#### Work required
Needed from the entries below: every line that holds the word "player".

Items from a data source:

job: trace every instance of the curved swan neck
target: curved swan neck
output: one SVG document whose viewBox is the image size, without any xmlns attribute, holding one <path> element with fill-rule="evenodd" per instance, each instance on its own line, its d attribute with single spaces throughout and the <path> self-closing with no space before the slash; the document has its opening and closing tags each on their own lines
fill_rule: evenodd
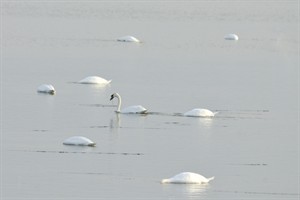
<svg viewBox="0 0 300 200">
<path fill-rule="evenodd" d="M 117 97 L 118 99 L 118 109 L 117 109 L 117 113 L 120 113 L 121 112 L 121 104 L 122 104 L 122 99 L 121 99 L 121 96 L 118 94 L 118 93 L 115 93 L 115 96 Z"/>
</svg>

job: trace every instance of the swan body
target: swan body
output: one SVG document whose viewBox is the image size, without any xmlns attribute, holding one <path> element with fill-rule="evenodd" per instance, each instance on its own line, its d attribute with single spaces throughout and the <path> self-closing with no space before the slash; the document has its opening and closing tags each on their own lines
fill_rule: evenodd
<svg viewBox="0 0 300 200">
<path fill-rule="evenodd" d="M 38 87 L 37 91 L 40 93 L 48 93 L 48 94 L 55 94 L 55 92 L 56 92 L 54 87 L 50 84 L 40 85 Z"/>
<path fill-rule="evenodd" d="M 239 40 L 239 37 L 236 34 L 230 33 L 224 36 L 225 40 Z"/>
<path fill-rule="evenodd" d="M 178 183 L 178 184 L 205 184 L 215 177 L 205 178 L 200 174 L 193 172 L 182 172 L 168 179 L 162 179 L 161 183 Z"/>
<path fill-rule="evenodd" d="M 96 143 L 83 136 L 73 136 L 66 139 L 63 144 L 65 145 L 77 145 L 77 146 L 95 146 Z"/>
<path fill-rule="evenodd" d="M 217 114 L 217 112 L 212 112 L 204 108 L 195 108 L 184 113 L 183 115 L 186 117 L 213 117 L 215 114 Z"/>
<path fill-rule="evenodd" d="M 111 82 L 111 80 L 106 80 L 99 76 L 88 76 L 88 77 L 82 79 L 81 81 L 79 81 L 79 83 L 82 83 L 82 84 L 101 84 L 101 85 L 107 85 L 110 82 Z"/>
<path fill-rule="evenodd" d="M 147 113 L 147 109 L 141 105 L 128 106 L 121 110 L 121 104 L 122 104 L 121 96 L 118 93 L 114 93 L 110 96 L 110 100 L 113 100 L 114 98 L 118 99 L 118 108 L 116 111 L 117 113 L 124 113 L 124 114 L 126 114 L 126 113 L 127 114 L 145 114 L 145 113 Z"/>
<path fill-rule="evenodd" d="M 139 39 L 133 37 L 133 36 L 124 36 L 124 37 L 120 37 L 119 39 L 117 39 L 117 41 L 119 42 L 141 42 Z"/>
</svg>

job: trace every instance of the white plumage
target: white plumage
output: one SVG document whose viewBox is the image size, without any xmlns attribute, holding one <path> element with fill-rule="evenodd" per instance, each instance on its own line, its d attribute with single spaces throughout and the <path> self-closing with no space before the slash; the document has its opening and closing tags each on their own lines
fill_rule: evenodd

==

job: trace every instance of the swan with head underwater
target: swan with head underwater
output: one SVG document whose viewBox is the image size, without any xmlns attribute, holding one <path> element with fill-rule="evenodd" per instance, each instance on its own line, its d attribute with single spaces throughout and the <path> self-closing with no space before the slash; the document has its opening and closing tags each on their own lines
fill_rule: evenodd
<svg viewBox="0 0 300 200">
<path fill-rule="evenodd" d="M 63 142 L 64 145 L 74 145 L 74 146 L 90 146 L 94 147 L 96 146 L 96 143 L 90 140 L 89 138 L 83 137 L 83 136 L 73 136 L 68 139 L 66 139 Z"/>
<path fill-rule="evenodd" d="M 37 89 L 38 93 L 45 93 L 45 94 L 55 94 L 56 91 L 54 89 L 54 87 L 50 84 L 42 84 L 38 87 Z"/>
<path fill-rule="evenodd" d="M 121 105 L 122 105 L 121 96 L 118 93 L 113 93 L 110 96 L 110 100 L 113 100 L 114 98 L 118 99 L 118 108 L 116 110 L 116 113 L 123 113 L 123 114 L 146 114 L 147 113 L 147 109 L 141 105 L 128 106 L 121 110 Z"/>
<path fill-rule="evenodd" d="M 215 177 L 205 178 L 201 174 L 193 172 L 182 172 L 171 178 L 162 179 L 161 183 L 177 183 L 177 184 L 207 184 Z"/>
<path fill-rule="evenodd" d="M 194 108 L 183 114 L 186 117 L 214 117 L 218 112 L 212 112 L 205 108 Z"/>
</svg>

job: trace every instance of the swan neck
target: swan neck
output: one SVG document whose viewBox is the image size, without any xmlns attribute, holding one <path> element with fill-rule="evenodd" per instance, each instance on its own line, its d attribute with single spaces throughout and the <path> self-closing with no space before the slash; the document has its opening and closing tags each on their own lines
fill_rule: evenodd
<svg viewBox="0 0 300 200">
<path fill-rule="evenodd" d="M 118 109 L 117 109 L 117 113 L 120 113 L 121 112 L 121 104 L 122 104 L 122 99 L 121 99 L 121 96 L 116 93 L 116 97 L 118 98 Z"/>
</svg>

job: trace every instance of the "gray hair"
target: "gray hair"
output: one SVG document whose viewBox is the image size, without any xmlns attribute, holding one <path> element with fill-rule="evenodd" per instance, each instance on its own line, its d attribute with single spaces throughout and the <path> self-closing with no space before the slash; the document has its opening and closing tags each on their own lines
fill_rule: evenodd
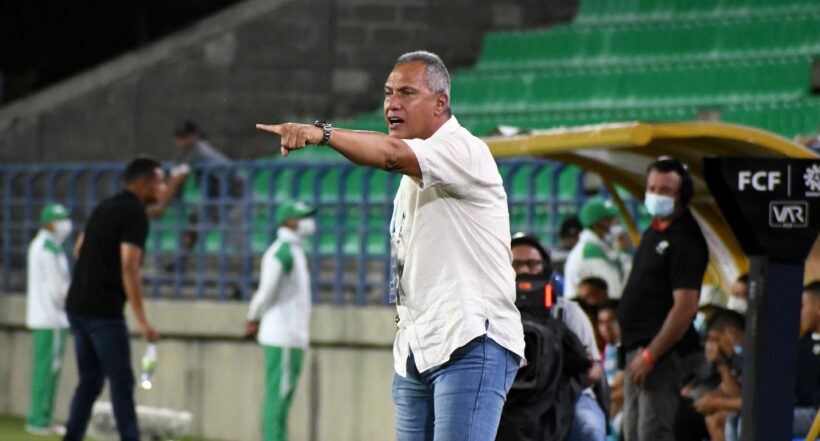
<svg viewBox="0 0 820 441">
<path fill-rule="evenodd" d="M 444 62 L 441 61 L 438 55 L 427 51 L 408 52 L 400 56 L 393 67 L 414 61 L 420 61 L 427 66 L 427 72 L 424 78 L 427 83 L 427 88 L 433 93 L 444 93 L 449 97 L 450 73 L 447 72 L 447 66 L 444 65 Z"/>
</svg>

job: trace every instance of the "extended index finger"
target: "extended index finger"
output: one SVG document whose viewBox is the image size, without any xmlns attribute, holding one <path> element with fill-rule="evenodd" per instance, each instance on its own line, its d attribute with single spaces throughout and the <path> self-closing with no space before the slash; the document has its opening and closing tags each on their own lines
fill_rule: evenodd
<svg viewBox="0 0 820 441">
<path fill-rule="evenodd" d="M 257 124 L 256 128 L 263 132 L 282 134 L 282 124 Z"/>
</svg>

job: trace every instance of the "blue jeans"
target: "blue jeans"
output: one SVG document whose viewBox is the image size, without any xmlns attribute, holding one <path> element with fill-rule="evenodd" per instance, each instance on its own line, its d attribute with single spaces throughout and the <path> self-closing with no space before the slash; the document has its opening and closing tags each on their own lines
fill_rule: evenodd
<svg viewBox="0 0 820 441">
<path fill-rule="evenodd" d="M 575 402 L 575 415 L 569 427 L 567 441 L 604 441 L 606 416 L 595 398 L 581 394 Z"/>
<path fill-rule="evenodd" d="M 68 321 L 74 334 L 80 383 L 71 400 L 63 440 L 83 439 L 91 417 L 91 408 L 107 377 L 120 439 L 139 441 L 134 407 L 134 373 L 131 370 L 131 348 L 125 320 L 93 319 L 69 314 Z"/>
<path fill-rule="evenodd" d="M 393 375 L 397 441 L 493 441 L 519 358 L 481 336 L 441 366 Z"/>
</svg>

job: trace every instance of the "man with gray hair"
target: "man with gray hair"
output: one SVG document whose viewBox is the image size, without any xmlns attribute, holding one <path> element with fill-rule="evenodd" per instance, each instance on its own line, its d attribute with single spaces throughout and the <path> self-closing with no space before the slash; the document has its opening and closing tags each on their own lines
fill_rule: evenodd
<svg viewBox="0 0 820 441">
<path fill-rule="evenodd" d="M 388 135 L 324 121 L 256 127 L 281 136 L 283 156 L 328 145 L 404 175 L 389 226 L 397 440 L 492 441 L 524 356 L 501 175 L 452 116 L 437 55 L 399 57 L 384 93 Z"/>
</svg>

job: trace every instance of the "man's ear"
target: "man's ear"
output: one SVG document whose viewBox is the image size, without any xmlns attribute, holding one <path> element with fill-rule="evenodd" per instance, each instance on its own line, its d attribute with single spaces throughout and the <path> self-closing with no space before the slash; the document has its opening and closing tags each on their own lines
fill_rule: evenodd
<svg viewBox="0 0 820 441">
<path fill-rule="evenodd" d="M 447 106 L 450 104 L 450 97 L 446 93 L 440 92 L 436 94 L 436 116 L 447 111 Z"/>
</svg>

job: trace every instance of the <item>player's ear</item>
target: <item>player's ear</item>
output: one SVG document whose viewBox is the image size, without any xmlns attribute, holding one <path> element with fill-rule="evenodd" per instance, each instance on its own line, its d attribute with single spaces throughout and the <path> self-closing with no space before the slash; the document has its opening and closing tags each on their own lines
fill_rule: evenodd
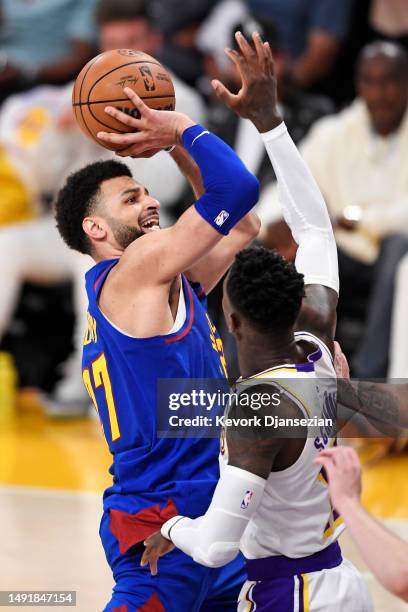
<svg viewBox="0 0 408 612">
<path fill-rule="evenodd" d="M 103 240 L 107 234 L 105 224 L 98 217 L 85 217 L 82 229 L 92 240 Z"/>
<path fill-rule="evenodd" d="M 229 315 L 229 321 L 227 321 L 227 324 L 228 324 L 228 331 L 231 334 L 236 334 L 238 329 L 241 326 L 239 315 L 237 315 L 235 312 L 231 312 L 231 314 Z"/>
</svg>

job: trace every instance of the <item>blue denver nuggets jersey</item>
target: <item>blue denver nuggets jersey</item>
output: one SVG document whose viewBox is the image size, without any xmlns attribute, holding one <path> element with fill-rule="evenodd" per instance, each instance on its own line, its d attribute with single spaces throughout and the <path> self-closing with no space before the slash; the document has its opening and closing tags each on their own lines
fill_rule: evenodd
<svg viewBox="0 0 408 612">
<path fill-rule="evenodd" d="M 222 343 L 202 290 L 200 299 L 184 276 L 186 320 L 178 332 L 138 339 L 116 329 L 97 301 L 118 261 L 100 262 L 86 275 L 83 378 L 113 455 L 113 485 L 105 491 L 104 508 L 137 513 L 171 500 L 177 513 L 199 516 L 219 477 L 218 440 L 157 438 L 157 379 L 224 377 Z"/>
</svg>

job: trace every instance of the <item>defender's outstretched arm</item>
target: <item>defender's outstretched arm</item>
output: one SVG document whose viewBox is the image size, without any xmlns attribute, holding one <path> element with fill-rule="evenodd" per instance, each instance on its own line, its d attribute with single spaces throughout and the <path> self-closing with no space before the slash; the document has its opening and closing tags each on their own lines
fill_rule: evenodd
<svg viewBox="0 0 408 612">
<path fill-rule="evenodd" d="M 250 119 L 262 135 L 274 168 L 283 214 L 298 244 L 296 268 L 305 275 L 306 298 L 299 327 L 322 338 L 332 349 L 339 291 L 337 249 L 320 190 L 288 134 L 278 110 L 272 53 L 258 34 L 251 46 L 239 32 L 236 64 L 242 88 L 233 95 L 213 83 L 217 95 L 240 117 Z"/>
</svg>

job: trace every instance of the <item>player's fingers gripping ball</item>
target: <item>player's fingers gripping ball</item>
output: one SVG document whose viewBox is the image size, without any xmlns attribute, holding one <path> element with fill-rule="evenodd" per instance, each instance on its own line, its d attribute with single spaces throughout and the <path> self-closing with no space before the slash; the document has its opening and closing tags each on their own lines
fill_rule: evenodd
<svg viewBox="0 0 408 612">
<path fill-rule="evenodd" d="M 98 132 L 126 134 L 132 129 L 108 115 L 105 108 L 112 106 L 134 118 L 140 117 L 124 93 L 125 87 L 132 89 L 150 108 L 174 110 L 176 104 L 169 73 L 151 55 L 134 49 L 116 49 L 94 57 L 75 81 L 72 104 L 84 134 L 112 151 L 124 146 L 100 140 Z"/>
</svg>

#### Task result
job: trace every instance of the <item>player's ear</item>
target: <item>player's ear</item>
job: trace every instance of the <item>player's fingers gripping ball</item>
target: <item>player's fingers gripping ball</item>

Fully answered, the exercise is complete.